* _Travail à faire_:
[1] Selon le texte sur le film Sublime, de quel instrument Manuel joue-t-il dans son groupe de rock ?
[2] Prolongez le texte sur le film Sublime à partir de sa dernière phrase.

* _Extrait à lire_:
···
Adolescent de 16 ans comme les autres, Manuel (Martín Miller) vit dans une petite ville côtière d’Argentine. Il passe son temps avec ses amis et sa petite-amie, va à la plage et joue de la basse dans un groupe de rock.
Cette routine se retrouve chamboulée lorsqu’il ressent une attirance nouvelle pour Felipe (Teo Inama Chiabrando), son meilleur ami.
Premier long
Avec Sublime, Mariano Biasin signe son premier long-métrage après avoir fait ses armes avec des formats courts. C’est grâce au court-métrage El inicio de Fabrizio (2015), lauréat de l’Ours de Cristal à la Berlinale – Génération Kplus 2016, que le cinéaste se fait remarquer.
Sélectionné dans plus de 50 festivals internationaux, le court-métrage – visible sur YouTube – possède un lien de parenté avec Sublime. Il explore une romance adolescente en introduisant l’idée d’un véhicule transformé en nid d’amour – et plus si affinités. Mais pour cette nouvelle histoire, le cinéaste argentin complexifie un peu la situation.
Chamboule tout musical
Réalisateur de clips vidéos et de documentaires pour le groupe finlandais Stratovarius, Mariano Biasin est lui-même musicien et fondateur du groupe argentin La suma de las Partes. Sa passion musicale déteint naturellement dans ce premier long-métrage où Manuel et Felipe font partie du même groupe de rock entre potes.
Cet environnement musical est un bon prétexte pour glisser habilement des idées et sentiments à travers les paroles des morceaux composés conjointement par Manuel et Felipe. En toile de fond, la musique modèle subtilement l’intrigue avant même que les protagonistes ne verbalisent voire comprennent véritablement leurs sentiments. Ce contexte de la création musicale qui cherche les bonnes notes et les bonnes paroles pour s’exprimer entre en résonance avec la quête de Manuel.
Sublime s’ajoute à la liste grandissante des films « coming of age », étiquette désignant les histoires de tourments adolescents divers associés au passage à l’âge adulte. Un genre en soi auquel s’ajoute la thématique LGBTQIA+ puisque Manuel est troublé par ses sentiments pour son très bon pote Felipe. Pourtant, Sublime est pensé de façon à esquiver les attendus du genre et surprend dans le traitement de cette attirance qui interroge Manuel.
···
* _Extraits de lignes_:
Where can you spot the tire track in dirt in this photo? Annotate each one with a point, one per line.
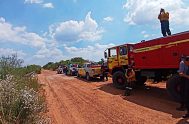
(74, 101)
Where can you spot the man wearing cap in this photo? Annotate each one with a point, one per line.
(164, 20)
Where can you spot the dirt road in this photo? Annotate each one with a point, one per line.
(75, 101)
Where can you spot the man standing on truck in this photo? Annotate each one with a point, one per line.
(185, 89)
(164, 20)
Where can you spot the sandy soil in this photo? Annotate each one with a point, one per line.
(72, 100)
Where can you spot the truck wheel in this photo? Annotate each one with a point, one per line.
(119, 80)
(88, 77)
(78, 75)
(173, 87)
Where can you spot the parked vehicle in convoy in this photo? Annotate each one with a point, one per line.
(72, 69)
(89, 70)
(156, 58)
(60, 70)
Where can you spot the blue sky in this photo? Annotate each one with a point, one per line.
(40, 31)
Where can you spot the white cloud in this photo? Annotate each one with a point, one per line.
(95, 52)
(40, 2)
(146, 11)
(33, 1)
(48, 5)
(9, 52)
(19, 35)
(47, 49)
(71, 31)
(108, 19)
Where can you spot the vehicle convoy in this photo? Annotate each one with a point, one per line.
(72, 69)
(157, 59)
(89, 71)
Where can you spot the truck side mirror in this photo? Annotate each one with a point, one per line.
(105, 55)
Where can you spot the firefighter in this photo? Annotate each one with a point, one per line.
(186, 86)
(130, 75)
(164, 20)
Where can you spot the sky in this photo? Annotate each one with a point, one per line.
(42, 31)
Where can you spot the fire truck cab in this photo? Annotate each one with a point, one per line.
(157, 58)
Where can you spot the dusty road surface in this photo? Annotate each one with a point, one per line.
(75, 101)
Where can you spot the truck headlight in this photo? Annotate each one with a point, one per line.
(93, 71)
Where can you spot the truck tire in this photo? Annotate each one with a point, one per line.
(173, 87)
(119, 80)
(78, 75)
(88, 76)
(140, 79)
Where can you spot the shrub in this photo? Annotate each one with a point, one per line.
(20, 101)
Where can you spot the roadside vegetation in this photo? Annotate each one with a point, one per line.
(20, 99)
(77, 60)
(54, 66)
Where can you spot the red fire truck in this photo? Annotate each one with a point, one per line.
(157, 58)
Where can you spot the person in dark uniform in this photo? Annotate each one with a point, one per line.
(186, 87)
(164, 20)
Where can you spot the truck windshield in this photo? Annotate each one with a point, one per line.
(112, 52)
(123, 50)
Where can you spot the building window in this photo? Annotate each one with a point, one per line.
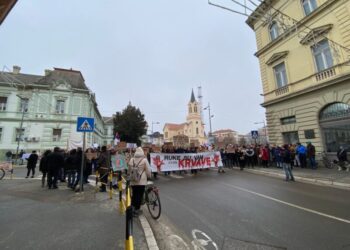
(309, 6)
(323, 56)
(19, 134)
(290, 137)
(56, 134)
(3, 102)
(60, 107)
(280, 75)
(288, 120)
(273, 31)
(23, 107)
···
* _Réponses aux tâches_:
[1] Manuel joue de la basse.

[2]
Sans haine et sans reproche
En effet, le film de Mariano Biasin se refuse à utiliser le ressort habituel qui confronte le ou la protagoniste au rejet de son entourage. Au cours de son périple, Manuel ne se heurte pas à l’incompréhension de ses proches : ses amis et même son père – figure qui défend en général un patriarcat bien « viril » – s’avèrent très compréhensifs et bienveillants. Étonnant, cet univers « bisounours » où peur, rejet et haine sont totalement absents est un parti pris totalement assumé par le cinéaste.
Sans nier l’existence des LGBT+phobies au quotidien, Mariano Biasin épargne son jeune héros. En mettant de côté cette peur d’assumer ses sentiments face aux autres, Sublime n’emprunte pas le chemin conventionnel qui met en avant la discrimination, la honte voir la haine au cœur de l’intrigue comme défi à affronter pour mieux se révéler à soi-même. Sans la pression directe de l’homophobie, Manuel se retrouve confronté à sa gestion de ses sentiments.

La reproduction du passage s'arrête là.